**What you have to do**
All of the data, from the first line to the last, should be reproduced without alteration.

(Dataset entries)
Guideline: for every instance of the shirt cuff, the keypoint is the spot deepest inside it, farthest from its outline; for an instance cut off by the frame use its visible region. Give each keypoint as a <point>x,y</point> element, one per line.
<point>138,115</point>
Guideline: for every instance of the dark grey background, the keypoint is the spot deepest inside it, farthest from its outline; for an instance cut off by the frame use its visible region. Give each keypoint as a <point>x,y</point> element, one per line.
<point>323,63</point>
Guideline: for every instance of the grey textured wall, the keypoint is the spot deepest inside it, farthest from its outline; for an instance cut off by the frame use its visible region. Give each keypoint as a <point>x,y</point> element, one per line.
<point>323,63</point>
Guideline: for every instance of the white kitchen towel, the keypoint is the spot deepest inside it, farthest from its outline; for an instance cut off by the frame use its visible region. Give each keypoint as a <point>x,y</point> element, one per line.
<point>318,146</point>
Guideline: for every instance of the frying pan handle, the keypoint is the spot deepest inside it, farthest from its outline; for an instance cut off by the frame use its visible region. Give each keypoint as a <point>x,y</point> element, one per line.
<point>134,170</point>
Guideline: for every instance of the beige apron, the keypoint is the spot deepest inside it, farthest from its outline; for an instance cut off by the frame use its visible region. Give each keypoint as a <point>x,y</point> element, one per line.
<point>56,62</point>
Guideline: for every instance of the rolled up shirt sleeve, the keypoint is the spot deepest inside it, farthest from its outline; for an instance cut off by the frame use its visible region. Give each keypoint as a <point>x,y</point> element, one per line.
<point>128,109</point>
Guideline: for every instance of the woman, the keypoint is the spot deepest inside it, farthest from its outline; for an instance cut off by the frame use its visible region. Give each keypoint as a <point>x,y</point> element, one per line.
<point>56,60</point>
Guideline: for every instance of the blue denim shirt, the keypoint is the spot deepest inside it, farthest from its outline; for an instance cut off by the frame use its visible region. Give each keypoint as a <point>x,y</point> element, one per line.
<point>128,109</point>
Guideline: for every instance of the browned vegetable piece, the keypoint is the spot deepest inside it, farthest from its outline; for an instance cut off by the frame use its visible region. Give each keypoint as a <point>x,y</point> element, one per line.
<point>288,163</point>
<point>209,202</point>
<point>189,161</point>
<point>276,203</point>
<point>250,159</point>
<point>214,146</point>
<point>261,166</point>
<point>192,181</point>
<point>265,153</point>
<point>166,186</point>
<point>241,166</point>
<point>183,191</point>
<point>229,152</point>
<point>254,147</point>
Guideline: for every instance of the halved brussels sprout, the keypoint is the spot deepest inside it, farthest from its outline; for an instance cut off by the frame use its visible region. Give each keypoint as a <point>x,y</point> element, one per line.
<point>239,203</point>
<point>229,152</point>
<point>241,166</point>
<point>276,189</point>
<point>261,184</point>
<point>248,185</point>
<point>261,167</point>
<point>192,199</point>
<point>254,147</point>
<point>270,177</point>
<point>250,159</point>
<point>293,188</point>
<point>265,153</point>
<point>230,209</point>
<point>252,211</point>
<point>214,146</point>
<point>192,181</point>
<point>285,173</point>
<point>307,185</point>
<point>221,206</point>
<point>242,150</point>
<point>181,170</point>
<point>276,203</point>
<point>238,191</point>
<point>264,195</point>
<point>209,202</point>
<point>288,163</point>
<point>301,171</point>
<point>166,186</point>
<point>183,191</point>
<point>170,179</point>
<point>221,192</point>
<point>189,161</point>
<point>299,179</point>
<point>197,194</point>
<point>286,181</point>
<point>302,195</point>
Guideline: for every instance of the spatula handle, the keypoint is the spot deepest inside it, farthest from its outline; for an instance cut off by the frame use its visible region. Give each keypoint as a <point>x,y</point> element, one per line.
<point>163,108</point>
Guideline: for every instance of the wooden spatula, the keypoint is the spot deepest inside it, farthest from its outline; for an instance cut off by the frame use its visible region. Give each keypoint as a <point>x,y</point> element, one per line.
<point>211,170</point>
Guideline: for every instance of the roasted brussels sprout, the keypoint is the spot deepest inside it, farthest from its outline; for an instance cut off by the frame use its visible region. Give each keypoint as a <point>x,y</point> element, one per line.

**Exercise response**
Guideline: for every instance of the shirt cuff, the keypoint is the spot deepest inside it, farthest from its outline; for an instance cut off by the frame use its visible region. Give each keypoint as a <point>x,y</point> element, one per line.
<point>138,115</point>
Guideline: for every instance of the dark grey background, the keypoint is the spot deepest inside it, farthest from its outline; for an instance cut off by the frame use its visible region. Give each keypoint as a <point>x,y</point> element, one per line.
<point>323,63</point>
Guideline: for every instance of the grey textured wall, the keypoint is the spot deepest inside it, farthest from its outline; for an instance cut off by the frame use its visible region. Give each keypoint as a <point>x,y</point> element, one per line.
<point>323,63</point>
Guideline: for every instance of the white kitchen towel, the keypoint is the spot deepest inside it, farthest from its outline; for an instance cut off by the frame use its visible region. Give each keypoint as a <point>x,y</point> element, one per line.
<point>318,146</point>
Guideline: for every instance of the frying pan handle, the keypoint is the spot deepest inside it, farthest from its outline; for an instance cut off by the frame use its visible region. Give each keypoint as a <point>x,y</point> element, one per line.
<point>134,170</point>
Guideline: for every instance of the beige apron, the keypoint is the spot deepest inside it, farthest from its outline; for an instance cut off by the frame use its visible region. Give each keypoint as a <point>x,y</point> element, one per line.
<point>56,62</point>
Guideline: for every instance of the rolled up shirt sleeve, the keypoint is the spot deepest inside it, farthest from its outline; for an instance cut off by the frame use its visible region. Give each keypoint as a <point>x,y</point> element, one per line.
<point>128,109</point>
Guideline: for every instance of the woman, the keypoint is the spot deepest inside it, farthest from its outline; for an instance cut off by the frame use its visible region. Give each keypoint as a <point>x,y</point> element, one per line.
<point>56,60</point>
Guideline: for every instance of the blue denim shirt, the keypoint is the spot deepest inside it, farthest from its outline; for an instance cut off by the frame use its visible region. Give each keypoint as a <point>x,y</point> element, one per line.
<point>128,109</point>
Guideline: for every instance of the browned vegetable piece, the keypoint is the spot deepest inside it, farthest from its outline; for an instance cut off by the frame use its visible region. Give each keypoint as a <point>x,y</point> element, one per line.
<point>288,163</point>
<point>209,202</point>
<point>189,161</point>
<point>276,203</point>
<point>250,159</point>
<point>214,146</point>
<point>261,166</point>
<point>192,181</point>
<point>265,153</point>
<point>166,186</point>
<point>241,166</point>
<point>183,191</point>
<point>229,152</point>
<point>254,147</point>
Guideline: for every instance of the halved brussels sprout, the keypoint is the spot deepest inside it, farthest from its outline; for an instance cut off by the frame use its visible region. Give each keypoint as a <point>x,y</point> element, one per line.
<point>239,203</point>
<point>229,152</point>
<point>241,166</point>
<point>276,189</point>
<point>261,184</point>
<point>248,185</point>
<point>261,167</point>
<point>192,199</point>
<point>254,147</point>
<point>270,177</point>
<point>250,159</point>
<point>293,188</point>
<point>265,153</point>
<point>230,209</point>
<point>252,211</point>
<point>214,146</point>
<point>192,181</point>
<point>285,173</point>
<point>307,185</point>
<point>221,206</point>
<point>242,150</point>
<point>181,170</point>
<point>276,203</point>
<point>238,191</point>
<point>264,195</point>
<point>209,202</point>
<point>288,163</point>
<point>301,171</point>
<point>166,186</point>
<point>183,191</point>
<point>170,179</point>
<point>221,192</point>
<point>189,161</point>
<point>299,179</point>
<point>197,194</point>
<point>286,181</point>
<point>302,195</point>
Guideline: for every instance of the spatula handle, the keypoint is the spot deepest inside it, farthest from its outline; for an instance cut off by the frame use its visible region. Give each keypoint as a <point>x,y</point> element, one per line.
<point>163,108</point>
Guideline: for every instance of the wooden spatula, the keypoint is the spot deepest inside it, farthest from its outline; for an instance cut off by the frame use its visible region. Give each keypoint as a <point>x,y</point> element, one per line.
<point>211,170</point>
Guideline: for every instance of the roasted brussels sprout, the keypoint is the spot deepest inside it, farthest from its outline; for an instance cut off by the frame use its visible region. Give each keypoint as a <point>x,y</point> element, one per line.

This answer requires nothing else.